____ DATA FOR PROCESSING

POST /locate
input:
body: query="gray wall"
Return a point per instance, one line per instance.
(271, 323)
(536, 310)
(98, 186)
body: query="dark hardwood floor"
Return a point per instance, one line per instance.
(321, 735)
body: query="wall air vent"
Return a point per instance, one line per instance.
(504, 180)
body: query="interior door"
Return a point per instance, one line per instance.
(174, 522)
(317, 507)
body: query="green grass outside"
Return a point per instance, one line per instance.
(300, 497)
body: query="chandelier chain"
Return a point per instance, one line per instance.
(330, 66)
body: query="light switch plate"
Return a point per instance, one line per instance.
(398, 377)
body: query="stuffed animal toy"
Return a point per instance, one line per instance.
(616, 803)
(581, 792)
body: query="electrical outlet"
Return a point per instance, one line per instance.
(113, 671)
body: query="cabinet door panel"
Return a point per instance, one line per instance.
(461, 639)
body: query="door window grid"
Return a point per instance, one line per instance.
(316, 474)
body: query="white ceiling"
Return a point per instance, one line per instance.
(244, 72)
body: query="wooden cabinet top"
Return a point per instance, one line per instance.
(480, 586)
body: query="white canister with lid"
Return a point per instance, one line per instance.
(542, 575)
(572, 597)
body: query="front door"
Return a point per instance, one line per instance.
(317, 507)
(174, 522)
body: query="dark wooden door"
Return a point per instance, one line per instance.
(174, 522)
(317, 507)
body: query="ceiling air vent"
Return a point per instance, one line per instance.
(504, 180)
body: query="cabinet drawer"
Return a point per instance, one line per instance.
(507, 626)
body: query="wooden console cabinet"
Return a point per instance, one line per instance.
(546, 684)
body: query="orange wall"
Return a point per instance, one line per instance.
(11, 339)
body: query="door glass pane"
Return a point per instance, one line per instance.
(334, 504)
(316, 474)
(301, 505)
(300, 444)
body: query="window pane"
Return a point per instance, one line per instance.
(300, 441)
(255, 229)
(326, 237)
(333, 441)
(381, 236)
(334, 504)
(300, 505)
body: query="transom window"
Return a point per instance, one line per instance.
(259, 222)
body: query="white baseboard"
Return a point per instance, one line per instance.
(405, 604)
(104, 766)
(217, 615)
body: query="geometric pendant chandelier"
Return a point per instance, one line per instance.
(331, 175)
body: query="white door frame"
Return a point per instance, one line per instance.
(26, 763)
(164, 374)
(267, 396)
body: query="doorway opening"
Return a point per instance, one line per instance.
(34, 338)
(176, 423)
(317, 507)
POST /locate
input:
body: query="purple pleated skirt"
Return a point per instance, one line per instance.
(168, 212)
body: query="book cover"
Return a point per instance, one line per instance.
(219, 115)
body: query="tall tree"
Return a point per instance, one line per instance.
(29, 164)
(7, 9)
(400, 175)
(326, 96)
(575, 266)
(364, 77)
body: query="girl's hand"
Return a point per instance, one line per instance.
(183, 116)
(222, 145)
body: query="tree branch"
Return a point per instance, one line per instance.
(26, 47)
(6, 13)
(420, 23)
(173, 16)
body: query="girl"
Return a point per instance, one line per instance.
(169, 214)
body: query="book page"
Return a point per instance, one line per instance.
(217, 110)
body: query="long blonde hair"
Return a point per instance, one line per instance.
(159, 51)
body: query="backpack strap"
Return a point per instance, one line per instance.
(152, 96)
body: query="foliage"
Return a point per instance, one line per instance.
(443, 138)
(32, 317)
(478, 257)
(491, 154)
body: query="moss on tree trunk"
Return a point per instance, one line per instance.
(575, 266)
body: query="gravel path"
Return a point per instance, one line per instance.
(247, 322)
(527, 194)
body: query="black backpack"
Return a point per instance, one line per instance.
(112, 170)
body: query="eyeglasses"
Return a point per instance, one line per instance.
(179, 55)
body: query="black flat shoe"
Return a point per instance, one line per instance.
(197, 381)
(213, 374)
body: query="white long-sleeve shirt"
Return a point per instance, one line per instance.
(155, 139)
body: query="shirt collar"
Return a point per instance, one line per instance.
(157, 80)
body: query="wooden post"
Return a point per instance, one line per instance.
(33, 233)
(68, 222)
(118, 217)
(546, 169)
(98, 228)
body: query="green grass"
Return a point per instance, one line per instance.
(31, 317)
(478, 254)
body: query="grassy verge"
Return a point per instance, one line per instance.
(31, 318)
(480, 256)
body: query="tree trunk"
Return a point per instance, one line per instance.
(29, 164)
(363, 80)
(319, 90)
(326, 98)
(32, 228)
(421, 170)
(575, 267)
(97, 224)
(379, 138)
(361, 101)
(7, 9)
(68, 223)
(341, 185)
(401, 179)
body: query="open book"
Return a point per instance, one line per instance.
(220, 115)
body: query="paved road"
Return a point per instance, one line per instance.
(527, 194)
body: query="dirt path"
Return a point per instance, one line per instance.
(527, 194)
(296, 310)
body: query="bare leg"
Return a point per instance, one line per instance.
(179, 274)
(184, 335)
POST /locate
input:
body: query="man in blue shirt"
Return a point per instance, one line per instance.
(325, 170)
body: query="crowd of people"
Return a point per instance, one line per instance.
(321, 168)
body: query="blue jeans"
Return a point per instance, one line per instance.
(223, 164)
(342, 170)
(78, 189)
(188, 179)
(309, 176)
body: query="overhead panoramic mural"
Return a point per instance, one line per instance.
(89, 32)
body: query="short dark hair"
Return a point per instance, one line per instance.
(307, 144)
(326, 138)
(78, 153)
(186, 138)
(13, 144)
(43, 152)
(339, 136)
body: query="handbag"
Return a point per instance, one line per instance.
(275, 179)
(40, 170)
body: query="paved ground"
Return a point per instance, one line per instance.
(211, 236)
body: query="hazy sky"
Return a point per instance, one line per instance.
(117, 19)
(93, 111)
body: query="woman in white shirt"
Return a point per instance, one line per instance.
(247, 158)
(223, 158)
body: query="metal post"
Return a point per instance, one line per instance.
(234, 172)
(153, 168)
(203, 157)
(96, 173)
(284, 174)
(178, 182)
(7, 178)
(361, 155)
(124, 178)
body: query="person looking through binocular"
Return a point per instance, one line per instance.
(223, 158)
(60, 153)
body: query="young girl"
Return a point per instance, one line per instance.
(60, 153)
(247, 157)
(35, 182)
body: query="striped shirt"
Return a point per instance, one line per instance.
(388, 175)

________

• [SHORT TASK] Output the full listing without altering anything.

• [SOLUTION]
POST /locate
input:
body: query="gray wall"
Return a point per instance, one line per instance.
(271, 323)
(536, 310)
(98, 186)
body: query="dark hardwood floor"
Return a point per instance, one line per instance.
(321, 735)
body: query="wall air vent"
Return a point per instance, one line per instance.
(504, 180)
body: query="interior door"
Return a point per instance, one line per instance.
(174, 522)
(317, 507)
body: query="green grass outside"
Return a point per instance, one line per instance.
(300, 497)
body: query="chandelier chain"
Return a point per instance, one line per instance.
(330, 66)
body: query="light switch plate"
Return a point per instance, one line per instance.
(398, 377)
body: query="stuffed animal toy"
Return a point per instance, one line per instance.
(616, 803)
(581, 792)
body: query="electrical outlet"
Return a point per instance, one line per instance.
(113, 671)
body: query="cabinet door panel"
Return a point per instance, one line per instance.
(461, 639)
body: query="door window grid"
Return a point per instance, one line per instance.
(316, 474)
body: query="white ceiling"
Return a point per instance, one line per instance.
(244, 72)
body: query="wooden cabinet top"
Return a point per instance, one line per instance.
(480, 586)
body: query="white canister with lid"
Return a point per instance, one line per instance.
(542, 575)
(572, 597)
body: query="front door"
Return a point per instance, one line per instance.
(317, 507)
(174, 522)
body: query="dark wooden door"
Return a point per instance, one line per instance.
(174, 522)
(317, 507)
body: query="ceiling air vent"
Return a point per instance, one line per instance.
(504, 180)
body: query="cabinet drawer"
Return a point per instance, one line per instance.
(507, 626)
body: query="wooden console cabinet"
Return a point per instance, one line per instance.
(546, 684)
body: query="orange wall"
Return a point per instance, one line per instance.
(11, 339)
body: query="door glass pane"
Return a point per instance, one line per instance.
(334, 504)
(316, 474)
(301, 505)
(300, 444)
body: query="window pane"
Return a point per instance, one line per instance.
(300, 441)
(255, 229)
(326, 237)
(333, 441)
(381, 236)
(334, 504)
(300, 505)
body: query="transom window"
Return a point per instance, one line per instance.
(259, 222)
body: query="white baseboard"
Return a point per instance, one line per instance.
(405, 604)
(104, 766)
(217, 615)
body: query="geometric pendant chandelier"
Return a point per instance, one line per instance.
(331, 175)
body: query="white door frame"
Return a point per instance, one line per instance.
(26, 763)
(164, 374)
(267, 396)
body: query="doorway opening"
Return a point per instance, one line per instance.
(34, 338)
(176, 423)
(317, 507)
POST /locate
input:
body: query="purple pleated skirt"
Return a point per instance, one line per instance.
(168, 212)
body: query="book cover"
Return a point per instance, one line per instance.
(219, 115)
body: query="tall tree"
Return a point per instance, one line per instance.
(29, 164)
(7, 9)
(400, 175)
(326, 96)
(575, 266)
(364, 77)
body: query="girl's hand"
Return a point per instance, one line per instance.
(183, 116)
(222, 145)
body: query="tree branch"
Return a point per instance, one line per instance.
(26, 47)
(6, 13)
(420, 23)
(173, 16)
body: query="girl"
Return a point per instance, one line per instance.
(169, 214)
body: query="book page"
Return a point per instance, one line per instance.
(217, 110)
body: query="long blonde hair"
Return a point per instance, one line per instance.
(159, 51)
body: query="backpack strap"
Return a point per instance, one line per instance.
(152, 96)
body: query="foliage"
Return a point per instance, one line per instance.
(443, 138)
(32, 317)
(478, 257)
(491, 154)
body: query="moss on tree trunk"
Return a point per instance, one line per instance.
(575, 266)
body: query="gravel path"
Return a point per instance, one line per instance.
(247, 322)
(527, 194)
body: query="black backpack"
Return a point per instance, one line per instance.
(112, 170)
body: query="eyeglasses"
Return a point per instance, one line per instance.
(179, 55)
body: query="black flat shoe"
Return a point per instance, one line per instance.
(197, 381)
(213, 374)
body: query="white long-sleeve shirt"
Return a point per instance, one line per instance.
(155, 139)
body: query="shirt collar"
Return a point per instance, one line per instance.
(157, 80)
body: query="wooden post"
Return a point per instance, one line per instance.
(33, 233)
(68, 222)
(118, 217)
(546, 169)
(98, 228)
body: query="green grass"
Return a point per instance, one line per instance.
(31, 317)
(478, 254)
body: query="grassy verge"
Return a point per instance, one line per instance.
(31, 318)
(480, 256)
body: query="tree trunk"
Return a point per instance, one line per instance.
(29, 164)
(363, 80)
(319, 90)
(326, 98)
(32, 228)
(421, 170)
(575, 267)
(97, 224)
(379, 138)
(361, 101)
(7, 9)
(68, 223)
(341, 185)
(401, 179)
body: query="open book"
Return a point per instance, one line per instance.
(220, 115)
body: query="paved road"
Return a point per instance, one line per instance.
(527, 194)
body: query="dirt path"
Return a point per instance, one line per instance.
(527, 194)
(296, 310)
body: query="bare leg"
Return a point per instance, one line per instance.
(179, 274)
(184, 335)
POST /locate
input:
body: query="man in blue shirt"
Return a point per instance, one line per instance.
(325, 170)
body: query="crowd of people"
Return a point per instance, one line per instance.
(321, 168)
body: query="blue jeans"
Return a point per instance, one line per instance.
(223, 164)
(342, 170)
(78, 189)
(188, 179)
(309, 176)
body: query="overhead panoramic mural"
Return a point per instance, one line per instance.
(89, 32)
body: query="short dark hair"
Return a point per instance, one line per instance.
(307, 144)
(326, 138)
(78, 153)
(186, 138)
(13, 144)
(43, 152)
(339, 136)
body: query="handbag"
Return a point per instance, one line per instance.
(275, 179)
(40, 170)
body: query="paved ground"
Return a point per instance, one line per instance.
(211, 236)
body: query="hazy sky"
Return a point per instance, one line per instance.
(117, 19)
(93, 111)
body: query="woman in white shirt"
Return a point per instance, one line per instance.
(247, 158)
(223, 158)
body: query="metal post"
Return a point per instance, one line per instance.
(234, 172)
(153, 168)
(203, 157)
(96, 173)
(284, 174)
(178, 182)
(7, 178)
(361, 155)
(124, 178)
body: query="person looking through binocular"
Return a point per instance, one line per instance.
(223, 158)
(60, 153)
body: query="young girl"
Return a point per instance, one line per instance.
(60, 153)
(247, 157)
(35, 182)
body: query="striped shirt"
Return a point per instance, one line per instance.
(388, 175)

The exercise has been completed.